▶ Task goal
How does the stretch of the conlang notes from "A generic portfolio" through "are zero-declension nouns." read if you replace "portfolio" with "collection"?

A generic portfolio for languages of alternate histories taking place primarily in North America. Because work on such languages first requires an alternate history, a thought-out scenario should be presented before a conlang may be entered into this portfolio.
Some body parts: qaš head c'æp shoulder ŋær knee pot' toe
These are zero-declension nouns.
NOM qaš qaš-u
GEN qaš-k' qaš-uk'
DAT qaš-bi qaš-ob
INST qaš-wa qaš-ma
NOM c'æp c'æp-u
GEN c'æp-k'a c'æp-uk'
DAT c'æp-pi c'æp-ob
INST c'æp-wa c'æp-ma
Note the labial stop assimilates to the stem's labial. Coda non-ejective stops are unreleased when they have the same point of articulation as the initial consonant of the following syllable: c'æp-ma [tʃʼæp̚.ma]. This could also be an opportunity for conditioning an environment for [ʋ] as an allophone of /w/? c'æpwa could be either [tʃʼæp̚.wa] or [[tʃʼæp.ʋa]. I like both.

Stored dataset items:
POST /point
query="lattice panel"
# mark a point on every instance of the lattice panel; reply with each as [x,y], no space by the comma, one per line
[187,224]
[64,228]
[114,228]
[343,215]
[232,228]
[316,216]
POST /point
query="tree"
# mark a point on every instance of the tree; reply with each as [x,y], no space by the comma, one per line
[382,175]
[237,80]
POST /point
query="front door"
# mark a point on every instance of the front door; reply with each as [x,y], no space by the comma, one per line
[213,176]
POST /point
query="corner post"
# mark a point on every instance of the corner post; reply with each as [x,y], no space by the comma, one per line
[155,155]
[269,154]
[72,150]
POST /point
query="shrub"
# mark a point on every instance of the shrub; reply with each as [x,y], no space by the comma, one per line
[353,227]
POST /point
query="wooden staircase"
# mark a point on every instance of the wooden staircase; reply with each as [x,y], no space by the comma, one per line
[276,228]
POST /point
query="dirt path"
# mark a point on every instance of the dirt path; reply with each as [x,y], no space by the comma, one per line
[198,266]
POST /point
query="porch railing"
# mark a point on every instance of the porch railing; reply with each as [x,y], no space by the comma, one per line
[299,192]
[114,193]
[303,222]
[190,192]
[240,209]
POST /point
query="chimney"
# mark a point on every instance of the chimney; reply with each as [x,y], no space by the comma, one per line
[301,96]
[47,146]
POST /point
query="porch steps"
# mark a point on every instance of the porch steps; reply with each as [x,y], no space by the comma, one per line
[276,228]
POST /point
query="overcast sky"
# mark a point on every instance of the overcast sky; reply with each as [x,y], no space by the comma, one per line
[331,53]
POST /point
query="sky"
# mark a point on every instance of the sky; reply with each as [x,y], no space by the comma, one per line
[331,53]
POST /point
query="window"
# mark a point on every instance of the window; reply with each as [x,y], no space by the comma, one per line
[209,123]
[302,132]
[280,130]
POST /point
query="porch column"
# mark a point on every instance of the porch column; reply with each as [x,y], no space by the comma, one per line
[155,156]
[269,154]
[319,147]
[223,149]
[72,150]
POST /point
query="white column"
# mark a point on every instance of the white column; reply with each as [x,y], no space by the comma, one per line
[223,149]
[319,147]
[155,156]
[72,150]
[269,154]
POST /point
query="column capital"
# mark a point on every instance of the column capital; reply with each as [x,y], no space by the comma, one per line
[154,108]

▶ Exercise answer
A generic collection for languages of alternate histories taking place primarily in North America. Because work on such languages first requires an alternate history, a thought-out scenario should be presented before a conlang may be entered into this collection.
Some body parts: qaš head c'æp shoulder ŋær knee pot' toe
These are zero-declension nouns.